> **What the task requires**
Render everything from the line containing "obj: white race bib => bbox" down to the end of the records as a numbered list, one line per item, skipping any blank lines.

:: Stored records

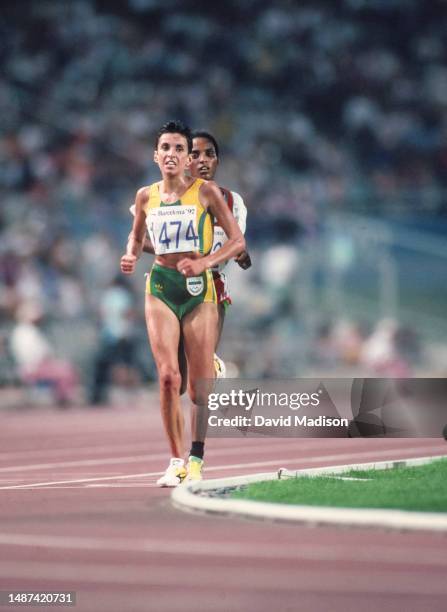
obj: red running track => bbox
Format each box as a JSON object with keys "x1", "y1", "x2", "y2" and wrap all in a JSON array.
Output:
[{"x1": 0, "y1": 401, "x2": 447, "y2": 612}]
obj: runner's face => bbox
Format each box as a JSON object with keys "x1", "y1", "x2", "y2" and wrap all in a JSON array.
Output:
[
  {"x1": 189, "y1": 138, "x2": 219, "y2": 181},
  {"x1": 154, "y1": 134, "x2": 190, "y2": 176}
]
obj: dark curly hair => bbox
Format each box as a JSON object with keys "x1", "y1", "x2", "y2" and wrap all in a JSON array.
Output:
[{"x1": 192, "y1": 130, "x2": 219, "y2": 157}]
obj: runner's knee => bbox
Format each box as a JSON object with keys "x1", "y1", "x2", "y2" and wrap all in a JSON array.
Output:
[{"x1": 160, "y1": 366, "x2": 182, "y2": 393}]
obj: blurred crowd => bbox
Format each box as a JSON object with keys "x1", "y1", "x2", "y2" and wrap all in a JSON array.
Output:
[{"x1": 0, "y1": 0, "x2": 447, "y2": 402}]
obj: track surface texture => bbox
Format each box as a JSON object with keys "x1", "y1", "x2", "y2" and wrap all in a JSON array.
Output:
[{"x1": 0, "y1": 395, "x2": 447, "y2": 612}]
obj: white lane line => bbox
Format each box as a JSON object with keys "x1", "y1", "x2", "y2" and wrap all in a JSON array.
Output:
[
  {"x1": 0, "y1": 559, "x2": 447, "y2": 600},
  {"x1": 0, "y1": 533, "x2": 447, "y2": 567},
  {"x1": 0, "y1": 451, "x2": 166, "y2": 474},
  {"x1": 0, "y1": 445, "x2": 445, "y2": 490}
]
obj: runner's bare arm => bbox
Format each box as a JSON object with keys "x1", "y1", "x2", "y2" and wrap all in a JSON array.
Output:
[
  {"x1": 121, "y1": 187, "x2": 148, "y2": 274},
  {"x1": 177, "y1": 181, "x2": 245, "y2": 276}
]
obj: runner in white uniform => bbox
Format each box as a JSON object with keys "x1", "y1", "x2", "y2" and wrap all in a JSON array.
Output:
[{"x1": 189, "y1": 131, "x2": 251, "y2": 377}]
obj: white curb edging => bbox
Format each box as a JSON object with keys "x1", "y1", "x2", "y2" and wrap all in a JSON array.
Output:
[{"x1": 171, "y1": 455, "x2": 447, "y2": 531}]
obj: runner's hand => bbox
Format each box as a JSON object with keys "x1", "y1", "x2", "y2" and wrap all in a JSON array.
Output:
[
  {"x1": 177, "y1": 257, "x2": 206, "y2": 276},
  {"x1": 121, "y1": 255, "x2": 137, "y2": 274},
  {"x1": 234, "y1": 251, "x2": 251, "y2": 270}
]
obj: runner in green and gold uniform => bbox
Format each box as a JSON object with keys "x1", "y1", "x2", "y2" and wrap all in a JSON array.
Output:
[
  {"x1": 121, "y1": 122, "x2": 245, "y2": 486},
  {"x1": 144, "y1": 179, "x2": 217, "y2": 320}
]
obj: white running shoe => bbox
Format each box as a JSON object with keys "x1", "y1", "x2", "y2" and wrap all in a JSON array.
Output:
[
  {"x1": 214, "y1": 353, "x2": 227, "y2": 378},
  {"x1": 185, "y1": 455, "x2": 203, "y2": 482},
  {"x1": 157, "y1": 457, "x2": 187, "y2": 487}
]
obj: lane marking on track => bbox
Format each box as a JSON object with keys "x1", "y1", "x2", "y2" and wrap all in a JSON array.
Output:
[
  {"x1": 0, "y1": 444, "x2": 157, "y2": 461},
  {"x1": 0, "y1": 533, "x2": 447, "y2": 567},
  {"x1": 0, "y1": 445, "x2": 320, "y2": 473},
  {"x1": 0, "y1": 559, "x2": 447, "y2": 592},
  {"x1": 0, "y1": 445, "x2": 445, "y2": 490}
]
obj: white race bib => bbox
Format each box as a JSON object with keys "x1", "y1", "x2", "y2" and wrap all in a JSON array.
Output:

::::

> **Written answer**
1. obj: white race bib => bbox
2. Format each box as a JSON object with keys "x1", "y1", "x2", "y2" and wrap all in a JSON array.
3. Output:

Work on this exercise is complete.